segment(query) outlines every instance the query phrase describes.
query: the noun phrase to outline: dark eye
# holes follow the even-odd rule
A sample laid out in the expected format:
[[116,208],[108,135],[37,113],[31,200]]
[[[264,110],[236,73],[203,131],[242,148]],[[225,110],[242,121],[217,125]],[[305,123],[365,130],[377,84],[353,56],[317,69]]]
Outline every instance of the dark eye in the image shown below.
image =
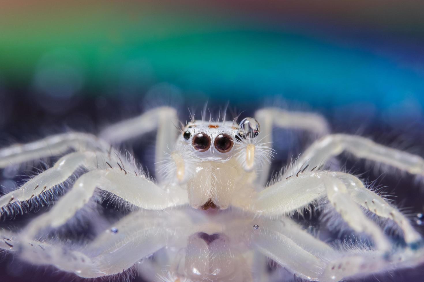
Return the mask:
[[184,137],[184,139],[186,140],[188,140],[190,139],[190,137],[191,137],[191,133],[190,133],[190,131],[187,130],[183,134],[183,136]]
[[221,153],[226,153],[233,148],[233,139],[228,134],[223,133],[215,138],[215,148]]
[[211,146],[211,137],[206,133],[198,133],[193,137],[193,147],[199,152],[204,152]]

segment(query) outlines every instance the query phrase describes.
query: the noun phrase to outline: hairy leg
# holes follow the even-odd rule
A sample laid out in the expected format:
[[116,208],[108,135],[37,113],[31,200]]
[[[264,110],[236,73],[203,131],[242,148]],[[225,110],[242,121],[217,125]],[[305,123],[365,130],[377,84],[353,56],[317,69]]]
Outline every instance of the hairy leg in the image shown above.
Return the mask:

• • • • •

*What is needed:*
Repeat the listing above word for word, from start to finish. Leave the pictures out.

*Response to this exercise:*
segment(query) outlines every instance the query phrase describes.
query: the noun phrase to outline: dark eye
# holes follow the even-odd rule
A sample laid out in the expected format:
[[116,208],[108,135],[37,113],[31,200]]
[[[264,110],[236,73],[203,131],[242,148]],[[225,110],[242,121],[217,125]],[[305,123],[365,130],[377,84],[353,56],[317,69]]]
Outline every instance of the dark eye in the image shown below.
image =
Return the mask:
[[184,137],[184,139],[186,140],[188,140],[190,139],[190,137],[191,137],[191,133],[190,133],[190,131],[187,130],[183,134],[183,136]]
[[221,153],[226,153],[233,148],[233,139],[228,134],[223,133],[215,138],[215,148]]
[[211,146],[211,137],[206,133],[198,133],[193,137],[193,147],[199,152],[204,152]]

segment(query) outlines every instance the query phrase describes.
query: the noun phrase to outline: hairy leg
# holes follow the even-odd rule
A sample laid out in the expected format:
[[116,208],[108,135],[37,113],[31,200]]
[[[264,110],[236,73],[203,131],[242,148]],[[225,110],[242,121],[217,125]],[[305,123],[365,130],[377,84],[353,56],[317,69]]]
Outline every instance of the hairy leg in the image shown above.
Return the mask:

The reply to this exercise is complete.